EXERCISE INSTRUCTIONS: The entries below should be quoted exactly, with no pictures carried over.

--- START DATA TO PROCESS ---

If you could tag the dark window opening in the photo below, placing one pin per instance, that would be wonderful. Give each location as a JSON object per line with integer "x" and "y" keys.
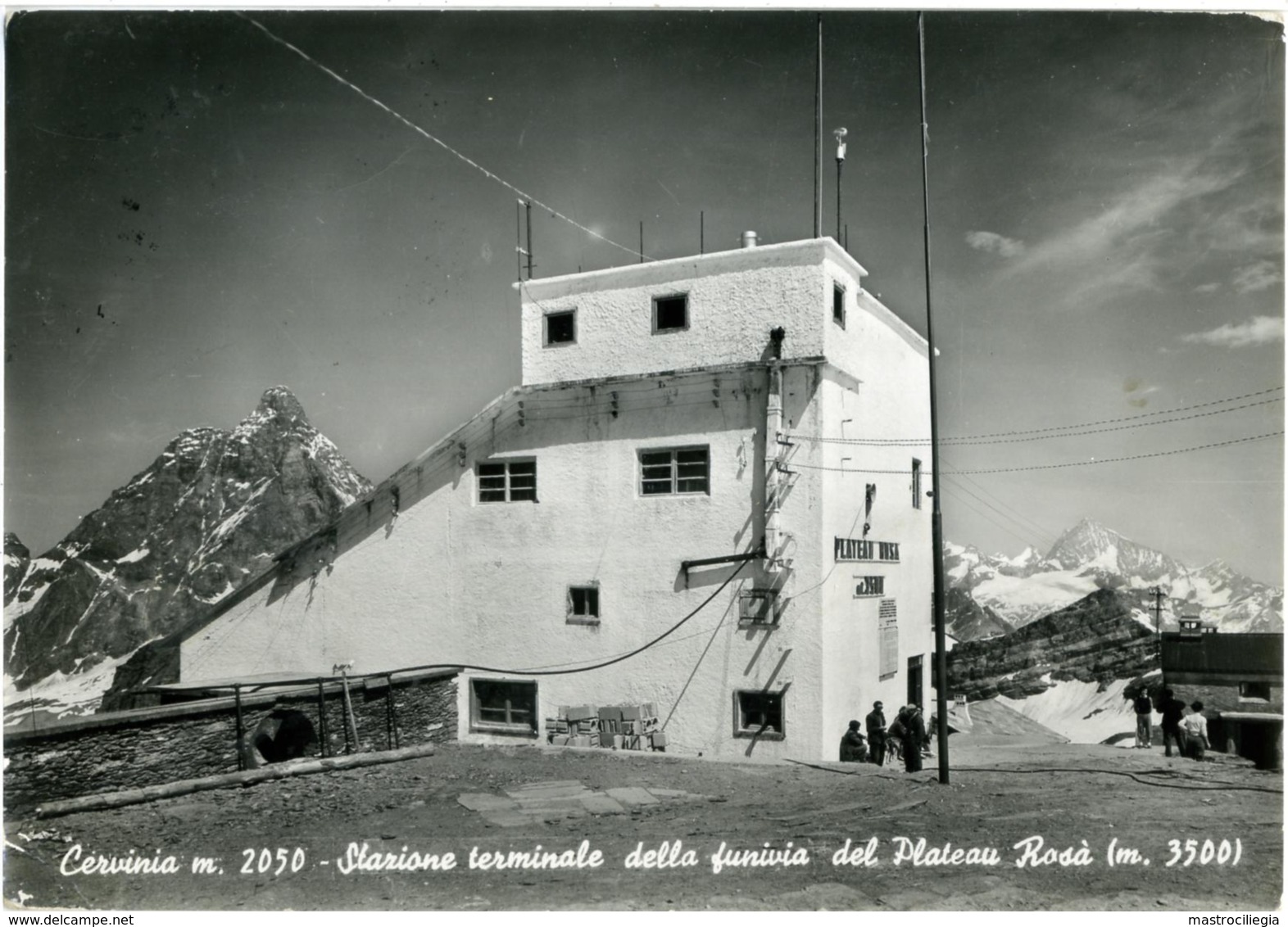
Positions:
{"x": 1254, "y": 690}
{"x": 562, "y": 328}
{"x": 758, "y": 607}
{"x": 502, "y": 707}
{"x": 759, "y": 713}
{"x": 508, "y": 482}
{"x": 583, "y": 602}
{"x": 675, "y": 472}
{"x": 670, "y": 313}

--- END DATA TO PROCESS ---

RESPONSE:
If you could tag the dark window opening in the photo below, placing one pin per instance, that would be wonderful. Give each location as a JSON object per line with integer "x" and "y" keys.
Positions:
{"x": 1254, "y": 690}
{"x": 562, "y": 328}
{"x": 758, "y": 607}
{"x": 502, "y": 707}
{"x": 759, "y": 713}
{"x": 508, "y": 482}
{"x": 583, "y": 602}
{"x": 675, "y": 472}
{"x": 670, "y": 313}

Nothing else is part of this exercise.